Extrait du texte:

※

La Fregola Sarda me donne envie d’essayer le rouge. Il faudra que je range mon pifomètre au rayon des accessoires obsolètes, car à ma grande surprise, ce qu’on verse dans mon verre est un vin vivant, qui n’a plus de signes de vieillesse et de poussière. La Romanée Conti domaine de la Romanée Conti 1956 expose un peu trop son alcool, mais le vin est là, complexe, subtil et très Romanée Conti. Très vite il montre de façon tonitruante la rose et le sel qui signent pour moi la Romanée Conti. Ayant bu récemment dans les caves du domaine une Romanée Conti 1956 qui était restée toute sa vie au domaine, je vois bien les différences. Celle du domaine a une fraîcheur et une gracilité incomparables, alors que celle-ci est plus carrée, plus puissante, plus alcoolique et peut-être un peu moins discrète. Tout ce qui fait le miracle, le mystère de la Romanée Conti est ici exposé avec le son réglé un peu plus fort. Mais elle est là, vivante, vibrante, et Richard est ému. Il prend conscience de ce qui fait la magie de ce vin sans concession, qui ne cherche pas à séduire, mais expose toute sa complexité.

Jamais, en ayant apporté ces deux bouteilles la 1929 et la 1956 au milieu de six, je n’aurais imaginé qu’on atteigne de tels sommets. Le vin rouge s’améliore à chaque instant, c’est un bonheur.

Sur la caille, le Champagne Dom Pérignon Œnothèque 1962 est servi. Je l’avais déjà bu avec Richard dans les caves de Dom Pérignon. Il est d’un charme extrême. Mais on voit bien que le dégorgement tardif, en délivrant un vin d’une rare complexité et d’une fraîcheur virginale, donne aussi une bulle beaucoup trop vive, presque anachronique par rapport à ce qu’on attendrait. Car on ne souhaite pas forcément boire un champagne tout fou de jeunesse. Inutile de dire que ce champagne est quand même d’une séduction extrême, mais lorsqu’on revient au 1929, on est tout acquis au dégorgement d’origine. Pour Richard, c’est extrêmement intéressant et à ma question sur l’intérêt qu’il y aurait à conserver en cave aussi des vins de mise initiale, Richard me répond que c’est le cas depuis 1996. J’envie par avance les amateurs des années 2060 et au-delà, qui pourront comparer les mises initiales et les dégorgements tardifs sur des vins qui auront été conservés dans les mêmes conditions de cave. La Romanée Conti continue d’être splendide sur la caille.

Le Champagne Pommery Gréno 1949 est d’un jaune d’or. Le nez est discret mais noble. En bouche, son parcours est très différent de celui du Dom Pérignon et du Moët. Nous aimons ce champagne qui évoque plus les blés, mais aussi de beaux fruits jaunes. Le champagne est long. Il n’a sans doute pas la complexité du Dom Pérignon mais il montre à quel point l’année 1949 est racée et donne des vins de haute distinction. Le comté se marie aimablement avec chacun des vins qui sont dans nos verres.

※

Données:
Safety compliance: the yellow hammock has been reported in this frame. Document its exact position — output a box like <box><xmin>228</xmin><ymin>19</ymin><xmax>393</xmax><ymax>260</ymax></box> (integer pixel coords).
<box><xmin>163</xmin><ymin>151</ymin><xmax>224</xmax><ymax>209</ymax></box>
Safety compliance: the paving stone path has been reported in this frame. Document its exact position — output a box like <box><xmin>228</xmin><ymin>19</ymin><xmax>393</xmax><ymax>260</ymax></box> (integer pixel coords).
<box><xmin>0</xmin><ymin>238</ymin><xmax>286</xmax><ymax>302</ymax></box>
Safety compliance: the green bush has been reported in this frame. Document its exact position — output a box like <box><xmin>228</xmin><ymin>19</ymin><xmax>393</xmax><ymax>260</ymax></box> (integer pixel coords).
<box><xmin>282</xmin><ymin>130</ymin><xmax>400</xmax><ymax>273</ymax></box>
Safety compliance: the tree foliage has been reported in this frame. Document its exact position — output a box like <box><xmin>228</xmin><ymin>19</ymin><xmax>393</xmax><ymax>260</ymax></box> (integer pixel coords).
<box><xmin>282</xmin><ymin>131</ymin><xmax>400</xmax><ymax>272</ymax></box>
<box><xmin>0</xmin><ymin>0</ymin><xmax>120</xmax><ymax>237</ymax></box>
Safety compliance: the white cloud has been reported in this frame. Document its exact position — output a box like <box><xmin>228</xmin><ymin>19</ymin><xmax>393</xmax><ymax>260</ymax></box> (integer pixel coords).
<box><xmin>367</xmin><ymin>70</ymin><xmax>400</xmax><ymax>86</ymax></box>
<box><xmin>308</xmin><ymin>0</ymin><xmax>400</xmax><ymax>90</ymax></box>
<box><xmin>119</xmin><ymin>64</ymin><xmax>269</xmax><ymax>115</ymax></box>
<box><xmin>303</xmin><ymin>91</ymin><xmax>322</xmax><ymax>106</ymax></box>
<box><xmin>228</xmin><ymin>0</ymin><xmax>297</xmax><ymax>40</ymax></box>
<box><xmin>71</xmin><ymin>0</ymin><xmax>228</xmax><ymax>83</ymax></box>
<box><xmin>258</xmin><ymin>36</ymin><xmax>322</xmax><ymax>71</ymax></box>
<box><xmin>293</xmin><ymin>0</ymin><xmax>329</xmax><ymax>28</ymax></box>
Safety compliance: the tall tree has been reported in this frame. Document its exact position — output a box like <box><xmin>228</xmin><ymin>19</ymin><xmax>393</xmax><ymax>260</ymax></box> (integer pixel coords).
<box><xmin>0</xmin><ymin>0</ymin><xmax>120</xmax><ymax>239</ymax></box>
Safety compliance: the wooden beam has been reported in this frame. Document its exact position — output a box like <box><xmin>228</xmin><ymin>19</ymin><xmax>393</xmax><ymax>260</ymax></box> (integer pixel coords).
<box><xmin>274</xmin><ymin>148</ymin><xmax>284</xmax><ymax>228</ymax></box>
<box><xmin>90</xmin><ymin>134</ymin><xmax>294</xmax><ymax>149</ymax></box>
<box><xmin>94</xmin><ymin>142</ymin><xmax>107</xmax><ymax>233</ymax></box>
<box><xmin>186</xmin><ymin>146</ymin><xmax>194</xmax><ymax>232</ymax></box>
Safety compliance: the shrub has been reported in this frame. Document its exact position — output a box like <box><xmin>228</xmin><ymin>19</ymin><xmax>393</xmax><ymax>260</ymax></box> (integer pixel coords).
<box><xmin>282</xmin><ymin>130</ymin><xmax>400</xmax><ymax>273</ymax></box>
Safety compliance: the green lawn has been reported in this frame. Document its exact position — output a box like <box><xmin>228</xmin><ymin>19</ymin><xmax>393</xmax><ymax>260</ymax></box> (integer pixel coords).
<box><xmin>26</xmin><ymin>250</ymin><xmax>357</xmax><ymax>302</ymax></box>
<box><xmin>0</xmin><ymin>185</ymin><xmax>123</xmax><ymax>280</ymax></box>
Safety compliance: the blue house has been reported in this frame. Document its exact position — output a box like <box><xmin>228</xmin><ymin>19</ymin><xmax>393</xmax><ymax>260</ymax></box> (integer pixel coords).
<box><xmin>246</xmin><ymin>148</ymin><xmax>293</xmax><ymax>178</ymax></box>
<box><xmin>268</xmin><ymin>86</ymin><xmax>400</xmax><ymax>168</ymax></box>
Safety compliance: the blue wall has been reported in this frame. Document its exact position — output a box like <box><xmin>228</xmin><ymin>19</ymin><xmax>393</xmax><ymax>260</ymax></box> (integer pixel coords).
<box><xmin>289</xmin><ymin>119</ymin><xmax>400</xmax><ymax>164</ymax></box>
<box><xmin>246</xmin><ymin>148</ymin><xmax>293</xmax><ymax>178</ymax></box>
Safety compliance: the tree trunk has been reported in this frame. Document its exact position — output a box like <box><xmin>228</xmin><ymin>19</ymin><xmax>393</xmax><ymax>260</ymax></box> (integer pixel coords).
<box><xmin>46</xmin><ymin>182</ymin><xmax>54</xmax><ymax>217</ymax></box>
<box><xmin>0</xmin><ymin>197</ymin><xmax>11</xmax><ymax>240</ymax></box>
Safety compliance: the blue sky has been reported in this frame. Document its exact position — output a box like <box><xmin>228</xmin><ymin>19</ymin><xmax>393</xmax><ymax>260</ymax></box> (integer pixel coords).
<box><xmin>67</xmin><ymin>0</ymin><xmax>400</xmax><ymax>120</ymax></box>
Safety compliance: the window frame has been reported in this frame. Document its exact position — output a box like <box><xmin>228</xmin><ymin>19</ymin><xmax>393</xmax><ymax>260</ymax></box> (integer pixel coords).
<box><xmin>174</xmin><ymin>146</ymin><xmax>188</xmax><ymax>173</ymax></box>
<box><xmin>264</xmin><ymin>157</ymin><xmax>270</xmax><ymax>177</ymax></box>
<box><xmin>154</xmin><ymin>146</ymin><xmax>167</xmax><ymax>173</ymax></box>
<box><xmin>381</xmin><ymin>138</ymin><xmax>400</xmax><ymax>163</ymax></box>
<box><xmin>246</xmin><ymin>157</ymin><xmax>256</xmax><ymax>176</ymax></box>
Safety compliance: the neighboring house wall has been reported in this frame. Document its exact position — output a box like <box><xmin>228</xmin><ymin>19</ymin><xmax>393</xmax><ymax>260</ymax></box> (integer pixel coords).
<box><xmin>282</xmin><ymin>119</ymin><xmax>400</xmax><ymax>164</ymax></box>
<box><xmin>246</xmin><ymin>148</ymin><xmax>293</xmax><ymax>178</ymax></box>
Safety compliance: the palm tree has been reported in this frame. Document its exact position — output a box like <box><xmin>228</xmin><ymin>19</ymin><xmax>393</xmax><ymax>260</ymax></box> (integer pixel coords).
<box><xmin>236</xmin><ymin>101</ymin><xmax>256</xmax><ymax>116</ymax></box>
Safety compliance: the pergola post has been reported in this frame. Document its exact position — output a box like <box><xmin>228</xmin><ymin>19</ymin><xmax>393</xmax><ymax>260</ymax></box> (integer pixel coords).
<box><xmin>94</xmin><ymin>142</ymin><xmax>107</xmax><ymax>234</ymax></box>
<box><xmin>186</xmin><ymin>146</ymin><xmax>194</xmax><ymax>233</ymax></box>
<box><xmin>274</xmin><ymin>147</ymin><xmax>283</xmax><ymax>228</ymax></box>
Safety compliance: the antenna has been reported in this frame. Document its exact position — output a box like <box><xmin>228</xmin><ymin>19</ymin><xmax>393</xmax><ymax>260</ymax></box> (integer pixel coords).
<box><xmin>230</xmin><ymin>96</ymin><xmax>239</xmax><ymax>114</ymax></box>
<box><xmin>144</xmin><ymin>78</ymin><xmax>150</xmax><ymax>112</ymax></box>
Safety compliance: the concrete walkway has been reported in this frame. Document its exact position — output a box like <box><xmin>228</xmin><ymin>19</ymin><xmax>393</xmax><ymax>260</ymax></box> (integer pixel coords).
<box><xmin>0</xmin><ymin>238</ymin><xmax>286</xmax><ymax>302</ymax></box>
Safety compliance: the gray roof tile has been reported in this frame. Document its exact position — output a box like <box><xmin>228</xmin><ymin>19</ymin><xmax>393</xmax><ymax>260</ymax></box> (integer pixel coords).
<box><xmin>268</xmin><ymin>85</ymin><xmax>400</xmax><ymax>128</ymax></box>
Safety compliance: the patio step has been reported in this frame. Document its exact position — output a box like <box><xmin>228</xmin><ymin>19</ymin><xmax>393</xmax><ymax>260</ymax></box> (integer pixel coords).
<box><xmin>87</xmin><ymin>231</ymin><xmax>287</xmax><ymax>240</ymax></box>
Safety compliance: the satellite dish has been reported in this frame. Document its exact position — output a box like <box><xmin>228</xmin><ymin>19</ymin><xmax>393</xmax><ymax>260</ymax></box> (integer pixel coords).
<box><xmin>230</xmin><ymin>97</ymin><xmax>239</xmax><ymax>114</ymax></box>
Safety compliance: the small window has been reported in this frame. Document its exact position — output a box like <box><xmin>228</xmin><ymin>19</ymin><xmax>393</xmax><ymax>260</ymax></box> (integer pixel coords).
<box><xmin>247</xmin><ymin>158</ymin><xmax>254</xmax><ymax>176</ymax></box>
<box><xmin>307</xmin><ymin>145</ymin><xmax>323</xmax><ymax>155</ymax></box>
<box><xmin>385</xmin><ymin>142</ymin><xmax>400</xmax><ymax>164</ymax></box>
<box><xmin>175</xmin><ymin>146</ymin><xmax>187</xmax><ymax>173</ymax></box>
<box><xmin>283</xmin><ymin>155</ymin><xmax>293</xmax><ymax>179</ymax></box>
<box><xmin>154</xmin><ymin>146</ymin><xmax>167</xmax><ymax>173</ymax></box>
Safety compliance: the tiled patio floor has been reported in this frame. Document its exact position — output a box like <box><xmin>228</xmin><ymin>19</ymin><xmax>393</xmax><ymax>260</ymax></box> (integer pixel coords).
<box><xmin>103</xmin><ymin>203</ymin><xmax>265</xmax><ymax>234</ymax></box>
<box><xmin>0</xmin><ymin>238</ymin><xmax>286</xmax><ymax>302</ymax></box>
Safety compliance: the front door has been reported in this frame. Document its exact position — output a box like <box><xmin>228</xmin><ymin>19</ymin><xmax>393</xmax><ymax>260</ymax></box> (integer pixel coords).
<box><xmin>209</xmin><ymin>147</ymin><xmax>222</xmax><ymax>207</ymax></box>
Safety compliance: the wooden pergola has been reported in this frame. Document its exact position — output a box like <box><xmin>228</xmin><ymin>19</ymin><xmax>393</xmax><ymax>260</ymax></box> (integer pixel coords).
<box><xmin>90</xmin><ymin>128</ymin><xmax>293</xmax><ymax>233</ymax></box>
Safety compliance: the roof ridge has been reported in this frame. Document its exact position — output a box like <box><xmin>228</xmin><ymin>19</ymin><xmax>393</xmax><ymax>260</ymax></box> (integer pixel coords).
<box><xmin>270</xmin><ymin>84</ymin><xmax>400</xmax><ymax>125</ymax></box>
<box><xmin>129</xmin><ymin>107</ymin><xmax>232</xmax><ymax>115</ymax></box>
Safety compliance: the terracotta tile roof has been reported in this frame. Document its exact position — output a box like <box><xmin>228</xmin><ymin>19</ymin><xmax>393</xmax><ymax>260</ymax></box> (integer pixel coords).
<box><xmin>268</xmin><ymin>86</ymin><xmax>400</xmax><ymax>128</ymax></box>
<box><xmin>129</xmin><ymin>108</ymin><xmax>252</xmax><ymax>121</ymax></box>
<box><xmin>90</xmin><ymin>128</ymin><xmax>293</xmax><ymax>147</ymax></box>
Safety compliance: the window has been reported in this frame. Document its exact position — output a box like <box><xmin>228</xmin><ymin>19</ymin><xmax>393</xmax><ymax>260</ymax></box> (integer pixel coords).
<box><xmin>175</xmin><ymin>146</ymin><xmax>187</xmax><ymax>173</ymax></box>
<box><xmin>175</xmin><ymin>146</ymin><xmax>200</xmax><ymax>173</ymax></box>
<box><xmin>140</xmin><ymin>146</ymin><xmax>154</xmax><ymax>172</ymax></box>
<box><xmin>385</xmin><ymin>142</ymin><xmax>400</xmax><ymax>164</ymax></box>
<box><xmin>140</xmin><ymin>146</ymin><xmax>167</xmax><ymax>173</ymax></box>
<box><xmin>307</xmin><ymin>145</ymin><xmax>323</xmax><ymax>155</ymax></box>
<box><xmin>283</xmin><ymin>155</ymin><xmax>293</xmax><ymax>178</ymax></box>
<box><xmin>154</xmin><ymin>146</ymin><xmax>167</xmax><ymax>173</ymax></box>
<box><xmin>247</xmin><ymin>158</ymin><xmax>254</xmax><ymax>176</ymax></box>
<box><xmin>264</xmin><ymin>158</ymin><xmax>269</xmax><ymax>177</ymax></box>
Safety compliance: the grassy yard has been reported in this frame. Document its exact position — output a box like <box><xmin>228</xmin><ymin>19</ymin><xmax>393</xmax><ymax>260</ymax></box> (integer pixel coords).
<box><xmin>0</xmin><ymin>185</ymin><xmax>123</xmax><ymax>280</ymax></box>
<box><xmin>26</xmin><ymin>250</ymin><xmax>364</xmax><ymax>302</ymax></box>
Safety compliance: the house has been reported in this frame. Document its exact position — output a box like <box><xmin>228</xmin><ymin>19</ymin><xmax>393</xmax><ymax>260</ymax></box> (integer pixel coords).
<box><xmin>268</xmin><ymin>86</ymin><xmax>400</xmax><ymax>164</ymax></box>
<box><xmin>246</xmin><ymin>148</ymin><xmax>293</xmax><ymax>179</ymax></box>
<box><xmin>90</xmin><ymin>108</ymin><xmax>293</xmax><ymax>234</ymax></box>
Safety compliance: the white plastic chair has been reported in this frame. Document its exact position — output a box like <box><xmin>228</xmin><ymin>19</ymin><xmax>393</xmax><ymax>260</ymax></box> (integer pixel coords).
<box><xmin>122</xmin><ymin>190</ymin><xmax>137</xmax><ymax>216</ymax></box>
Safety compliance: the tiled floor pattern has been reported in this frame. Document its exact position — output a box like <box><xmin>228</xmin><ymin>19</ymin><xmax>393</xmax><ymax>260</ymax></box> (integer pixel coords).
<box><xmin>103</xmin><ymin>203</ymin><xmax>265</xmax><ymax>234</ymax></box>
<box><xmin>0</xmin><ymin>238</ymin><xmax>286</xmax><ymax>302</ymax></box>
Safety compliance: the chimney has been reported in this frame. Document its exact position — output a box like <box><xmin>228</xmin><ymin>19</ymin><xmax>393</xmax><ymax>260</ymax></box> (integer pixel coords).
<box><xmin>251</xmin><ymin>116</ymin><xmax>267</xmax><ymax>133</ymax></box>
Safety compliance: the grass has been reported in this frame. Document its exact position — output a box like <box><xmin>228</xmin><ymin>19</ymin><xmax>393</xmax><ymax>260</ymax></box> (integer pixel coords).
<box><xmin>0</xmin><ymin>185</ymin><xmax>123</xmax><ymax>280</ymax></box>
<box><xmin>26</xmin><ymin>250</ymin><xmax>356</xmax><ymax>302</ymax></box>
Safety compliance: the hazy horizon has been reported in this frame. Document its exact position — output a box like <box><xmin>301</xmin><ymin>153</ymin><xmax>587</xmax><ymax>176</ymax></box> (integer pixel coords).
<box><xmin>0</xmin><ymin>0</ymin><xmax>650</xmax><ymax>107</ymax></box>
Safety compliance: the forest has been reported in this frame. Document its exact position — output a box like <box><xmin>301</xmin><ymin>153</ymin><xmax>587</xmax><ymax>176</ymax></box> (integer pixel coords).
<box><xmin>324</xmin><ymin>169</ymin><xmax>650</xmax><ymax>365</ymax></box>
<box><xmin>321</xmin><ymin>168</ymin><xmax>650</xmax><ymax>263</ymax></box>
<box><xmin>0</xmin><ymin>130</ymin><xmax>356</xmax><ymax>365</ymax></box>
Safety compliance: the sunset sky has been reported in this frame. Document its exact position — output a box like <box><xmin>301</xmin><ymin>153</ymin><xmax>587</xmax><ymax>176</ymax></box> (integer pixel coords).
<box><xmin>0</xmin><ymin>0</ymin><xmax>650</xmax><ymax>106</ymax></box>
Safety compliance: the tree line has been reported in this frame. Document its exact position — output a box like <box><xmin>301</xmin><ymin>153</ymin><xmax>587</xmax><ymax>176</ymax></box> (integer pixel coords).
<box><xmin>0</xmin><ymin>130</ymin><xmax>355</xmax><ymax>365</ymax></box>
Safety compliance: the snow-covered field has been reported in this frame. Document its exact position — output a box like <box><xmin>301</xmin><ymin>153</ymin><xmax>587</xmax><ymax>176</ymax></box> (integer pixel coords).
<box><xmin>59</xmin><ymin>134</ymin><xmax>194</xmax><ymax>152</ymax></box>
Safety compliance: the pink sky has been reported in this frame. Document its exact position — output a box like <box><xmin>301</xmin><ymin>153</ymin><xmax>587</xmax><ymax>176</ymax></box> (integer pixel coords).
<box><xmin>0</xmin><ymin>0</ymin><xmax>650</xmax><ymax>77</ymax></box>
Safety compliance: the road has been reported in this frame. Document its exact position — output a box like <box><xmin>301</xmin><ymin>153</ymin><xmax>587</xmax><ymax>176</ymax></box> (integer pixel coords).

※

Défis:
A. D'après le texte sur les vins, depuis quelle année Richard garde-t-il aussi en cave des vins de mise initiale ?
B. Extrayez du texte sur les vins le passage qui part des mots « Jamais, en ayant » et s'arrête après « c’est un bonheur. », sans rien y changer.
Le matériel n'a aucun lien avec le texte.

Réponses par tâche:
A. Depuis 1996.

B.
Jamais, en ayant apporté ces deux bouteilles la 1929 et la 1956 au milieu de six, je n’aurais imaginé qu’on atteigne de tels sommets. Le vin rouge s’améliore à chaque instant, c’est un bonheur.